Task objective: The answer must be an exact copy of every record.

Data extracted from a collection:
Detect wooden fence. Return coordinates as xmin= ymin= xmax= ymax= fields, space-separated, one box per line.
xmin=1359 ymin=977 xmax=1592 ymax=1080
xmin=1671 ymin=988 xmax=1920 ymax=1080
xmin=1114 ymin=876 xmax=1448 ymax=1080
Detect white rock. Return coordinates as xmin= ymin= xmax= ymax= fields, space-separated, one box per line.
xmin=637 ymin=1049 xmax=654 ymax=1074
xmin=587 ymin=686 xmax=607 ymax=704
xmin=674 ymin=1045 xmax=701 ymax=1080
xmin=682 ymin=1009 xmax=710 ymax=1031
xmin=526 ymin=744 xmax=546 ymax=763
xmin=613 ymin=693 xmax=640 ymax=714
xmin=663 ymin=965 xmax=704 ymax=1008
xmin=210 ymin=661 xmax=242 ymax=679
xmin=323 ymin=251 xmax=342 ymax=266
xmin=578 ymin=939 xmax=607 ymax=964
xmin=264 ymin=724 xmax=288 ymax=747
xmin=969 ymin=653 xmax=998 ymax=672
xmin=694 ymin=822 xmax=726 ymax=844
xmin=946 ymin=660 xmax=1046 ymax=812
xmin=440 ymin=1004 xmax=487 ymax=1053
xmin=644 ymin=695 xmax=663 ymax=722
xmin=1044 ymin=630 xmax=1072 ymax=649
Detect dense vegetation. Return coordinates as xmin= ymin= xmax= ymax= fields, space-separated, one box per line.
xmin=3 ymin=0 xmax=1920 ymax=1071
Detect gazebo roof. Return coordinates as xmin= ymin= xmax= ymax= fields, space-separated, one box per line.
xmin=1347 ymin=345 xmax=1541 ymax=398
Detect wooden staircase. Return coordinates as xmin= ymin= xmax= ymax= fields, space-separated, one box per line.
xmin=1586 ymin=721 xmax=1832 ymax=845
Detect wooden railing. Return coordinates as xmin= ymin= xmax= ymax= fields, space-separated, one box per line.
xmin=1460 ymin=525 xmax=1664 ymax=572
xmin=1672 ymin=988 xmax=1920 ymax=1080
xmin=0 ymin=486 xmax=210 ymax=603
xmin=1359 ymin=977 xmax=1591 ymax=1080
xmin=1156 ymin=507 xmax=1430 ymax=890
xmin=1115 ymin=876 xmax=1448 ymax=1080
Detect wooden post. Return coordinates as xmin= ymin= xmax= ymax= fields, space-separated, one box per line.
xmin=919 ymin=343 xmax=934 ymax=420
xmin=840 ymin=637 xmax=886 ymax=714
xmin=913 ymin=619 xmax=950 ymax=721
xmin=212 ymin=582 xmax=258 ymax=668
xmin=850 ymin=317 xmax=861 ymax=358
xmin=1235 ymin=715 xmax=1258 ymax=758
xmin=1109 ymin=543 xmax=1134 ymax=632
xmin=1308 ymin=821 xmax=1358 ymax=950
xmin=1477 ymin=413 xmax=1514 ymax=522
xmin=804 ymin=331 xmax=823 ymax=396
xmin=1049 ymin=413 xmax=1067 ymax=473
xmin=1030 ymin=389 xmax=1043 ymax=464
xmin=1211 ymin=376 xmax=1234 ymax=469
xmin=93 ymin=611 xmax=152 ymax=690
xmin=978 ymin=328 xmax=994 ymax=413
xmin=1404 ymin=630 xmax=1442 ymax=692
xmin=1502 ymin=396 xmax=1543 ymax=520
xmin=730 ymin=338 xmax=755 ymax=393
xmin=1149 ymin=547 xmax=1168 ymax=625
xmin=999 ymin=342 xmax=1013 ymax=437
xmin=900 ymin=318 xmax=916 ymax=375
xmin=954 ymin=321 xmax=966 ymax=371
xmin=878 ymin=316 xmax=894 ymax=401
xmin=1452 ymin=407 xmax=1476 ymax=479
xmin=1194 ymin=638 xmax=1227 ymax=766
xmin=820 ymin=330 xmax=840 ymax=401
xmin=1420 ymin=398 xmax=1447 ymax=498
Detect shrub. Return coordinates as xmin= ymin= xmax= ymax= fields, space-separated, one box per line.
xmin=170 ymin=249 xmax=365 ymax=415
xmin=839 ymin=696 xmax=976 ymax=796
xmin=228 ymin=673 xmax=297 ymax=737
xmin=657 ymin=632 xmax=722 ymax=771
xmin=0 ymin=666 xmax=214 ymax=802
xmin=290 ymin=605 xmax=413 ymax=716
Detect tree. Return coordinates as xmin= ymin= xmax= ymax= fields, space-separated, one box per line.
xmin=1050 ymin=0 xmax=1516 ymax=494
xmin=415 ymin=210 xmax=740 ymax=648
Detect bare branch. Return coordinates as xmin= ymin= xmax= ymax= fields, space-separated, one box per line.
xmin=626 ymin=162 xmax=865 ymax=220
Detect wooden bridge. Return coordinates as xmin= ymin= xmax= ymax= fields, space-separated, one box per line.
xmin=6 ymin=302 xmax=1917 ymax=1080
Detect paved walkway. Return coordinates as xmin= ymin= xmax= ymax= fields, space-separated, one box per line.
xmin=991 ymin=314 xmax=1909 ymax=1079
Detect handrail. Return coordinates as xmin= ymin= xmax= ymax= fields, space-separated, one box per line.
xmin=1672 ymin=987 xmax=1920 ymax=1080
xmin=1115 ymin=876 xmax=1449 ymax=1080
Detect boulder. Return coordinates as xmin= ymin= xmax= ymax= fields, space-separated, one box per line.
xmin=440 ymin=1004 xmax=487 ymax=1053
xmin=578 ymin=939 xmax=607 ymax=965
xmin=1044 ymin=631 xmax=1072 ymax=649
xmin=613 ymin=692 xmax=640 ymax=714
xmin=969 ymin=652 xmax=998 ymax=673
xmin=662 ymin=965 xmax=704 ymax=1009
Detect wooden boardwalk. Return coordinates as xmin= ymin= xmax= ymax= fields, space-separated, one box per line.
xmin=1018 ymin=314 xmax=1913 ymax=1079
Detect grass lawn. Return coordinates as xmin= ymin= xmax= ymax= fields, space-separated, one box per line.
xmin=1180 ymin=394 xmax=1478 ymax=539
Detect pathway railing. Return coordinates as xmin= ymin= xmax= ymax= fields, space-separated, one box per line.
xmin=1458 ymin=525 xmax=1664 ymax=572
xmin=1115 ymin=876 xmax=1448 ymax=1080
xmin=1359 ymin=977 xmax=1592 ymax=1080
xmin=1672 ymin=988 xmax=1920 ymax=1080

Response:
Detect wooden fence. Return coordinates as xmin= ymin= xmax= ymax= fields, space-separated, one box per line.
xmin=1359 ymin=977 xmax=1592 ymax=1080
xmin=1671 ymin=988 xmax=1920 ymax=1080
xmin=1114 ymin=876 xmax=1448 ymax=1080
Detect white rock. Return coordinates as xmin= ymin= xmax= ymax= fields, space-separated, one box per line.
xmin=637 ymin=1049 xmax=654 ymax=1074
xmin=587 ymin=686 xmax=607 ymax=704
xmin=674 ymin=1045 xmax=701 ymax=1080
xmin=682 ymin=1009 xmax=710 ymax=1031
xmin=526 ymin=744 xmax=546 ymax=763
xmin=613 ymin=693 xmax=640 ymax=714
xmin=663 ymin=965 xmax=704 ymax=1008
xmin=210 ymin=661 xmax=242 ymax=679
xmin=323 ymin=251 xmax=342 ymax=266
xmin=578 ymin=939 xmax=607 ymax=964
xmin=264 ymin=724 xmax=288 ymax=747
xmin=969 ymin=653 xmax=998 ymax=672
xmin=694 ymin=822 xmax=726 ymax=844
xmin=946 ymin=660 xmax=1046 ymax=812
xmin=440 ymin=1004 xmax=487 ymax=1053
xmin=644 ymin=695 xmax=663 ymax=722
xmin=1044 ymin=630 xmax=1072 ymax=649
Detect dense vegetation. Return coordinates as xmin= ymin= xmax= ymax= fields, space-separated, one box per line.
xmin=3 ymin=0 xmax=1920 ymax=1071
Detect gazebo roof. Return coordinates as xmin= ymin= xmax= ymax= fields, space-separated, one box per line.
xmin=1347 ymin=345 xmax=1541 ymax=398
Detect wooden staircase. Return coordinates as xmin= ymin= xmax= ymax= fields, space-separated, one box per line.
xmin=1586 ymin=721 xmax=1832 ymax=845
Detect wooden railing. Return coordinates as xmin= ymin= xmax= ymax= fields, space-separated, one box per line.
xmin=1460 ymin=525 xmax=1664 ymax=572
xmin=1672 ymin=988 xmax=1920 ymax=1080
xmin=0 ymin=486 xmax=210 ymax=603
xmin=1359 ymin=977 xmax=1591 ymax=1080
xmin=1156 ymin=507 xmax=1430 ymax=890
xmin=1115 ymin=876 xmax=1448 ymax=1080
Detect wooden post. Return coordinates as xmin= ymin= xmax= ymax= fields, space-separated, one box per line.
xmin=919 ymin=343 xmax=934 ymax=420
xmin=840 ymin=637 xmax=886 ymax=714
xmin=913 ymin=619 xmax=950 ymax=721
xmin=212 ymin=582 xmax=258 ymax=668
xmin=850 ymin=317 xmax=861 ymax=358
xmin=1235 ymin=715 xmax=1258 ymax=758
xmin=1109 ymin=543 xmax=1134 ymax=632
xmin=1308 ymin=821 xmax=1358 ymax=950
xmin=1477 ymin=413 xmax=1514 ymax=522
xmin=804 ymin=331 xmax=823 ymax=396
xmin=1049 ymin=413 xmax=1067 ymax=473
xmin=1030 ymin=389 xmax=1043 ymax=464
xmin=1211 ymin=376 xmax=1234 ymax=469
xmin=93 ymin=611 xmax=152 ymax=690
xmin=978 ymin=328 xmax=994 ymax=413
xmin=1404 ymin=630 xmax=1442 ymax=692
xmin=1502 ymin=396 xmax=1543 ymax=520
xmin=730 ymin=338 xmax=755 ymax=393
xmin=1149 ymin=547 xmax=1168 ymax=625
xmin=999 ymin=342 xmax=1013 ymax=437
xmin=900 ymin=318 xmax=916 ymax=375
xmin=954 ymin=321 xmax=966 ymax=371
xmin=878 ymin=316 xmax=894 ymax=401
xmin=1452 ymin=407 xmax=1476 ymax=479
xmin=1194 ymin=638 xmax=1227 ymax=766
xmin=820 ymin=330 xmax=840 ymax=401
xmin=1420 ymin=398 xmax=1447 ymax=498
Detect shrub. Return coordinates as xmin= ymin= xmax= ymax= fields, space-separated, one box per line.
xmin=170 ymin=249 xmax=365 ymax=415
xmin=839 ymin=696 xmax=976 ymax=796
xmin=228 ymin=673 xmax=297 ymax=737
xmin=657 ymin=632 xmax=722 ymax=771
xmin=0 ymin=666 xmax=214 ymax=802
xmin=290 ymin=605 xmax=413 ymax=716
Detect tree. Return coordinates as xmin= ymin= xmax= ymax= fields, space-separated, one box per line.
xmin=1050 ymin=0 xmax=1516 ymax=494
xmin=415 ymin=210 xmax=740 ymax=648
Detect bare branch. Return coordinates as xmin= ymin= xmax= ymax= fields, space-separated, one box per line.
xmin=626 ymin=162 xmax=865 ymax=220
Detect wooden bridge. Return coordinates as xmin= ymin= xmax= ymax= fields, space-separated, one box per line.
xmin=6 ymin=302 xmax=1917 ymax=1080
Detect paved walkway. Return coordinates as xmin= ymin= xmax= ymax= fields, space-separated, one box per line.
xmin=991 ymin=314 xmax=1909 ymax=1079
Detect handrail. Return coordinates as xmin= ymin= xmax= ymax= fields, space-separated, one box per line.
xmin=1672 ymin=987 xmax=1920 ymax=1080
xmin=1115 ymin=876 xmax=1449 ymax=1080
Detect boulder. Return coordinates as xmin= ymin= xmax= ymax= fields, space-separated, one box per line.
xmin=440 ymin=1004 xmax=487 ymax=1053
xmin=578 ymin=939 xmax=607 ymax=965
xmin=1044 ymin=631 xmax=1072 ymax=649
xmin=613 ymin=692 xmax=640 ymax=714
xmin=969 ymin=652 xmax=998 ymax=673
xmin=662 ymin=965 xmax=704 ymax=1009
Detect wooden boardwalk. Return coordinates as xmin= ymin= xmax= ymax= fields, space-separated, one box per line.
xmin=1018 ymin=314 xmax=1913 ymax=1079
Detect grass lawn. Return coordinates as xmin= ymin= xmax= ymax= fields, space-separated, one box per line.
xmin=1180 ymin=394 xmax=1478 ymax=539
Detect pathway railing. Return coordinates as xmin= ymin= xmax= ymax= fields, space-separated, one box per line.
xmin=1458 ymin=525 xmax=1664 ymax=572
xmin=1115 ymin=876 xmax=1448 ymax=1080
xmin=1359 ymin=977 xmax=1592 ymax=1080
xmin=1672 ymin=988 xmax=1920 ymax=1080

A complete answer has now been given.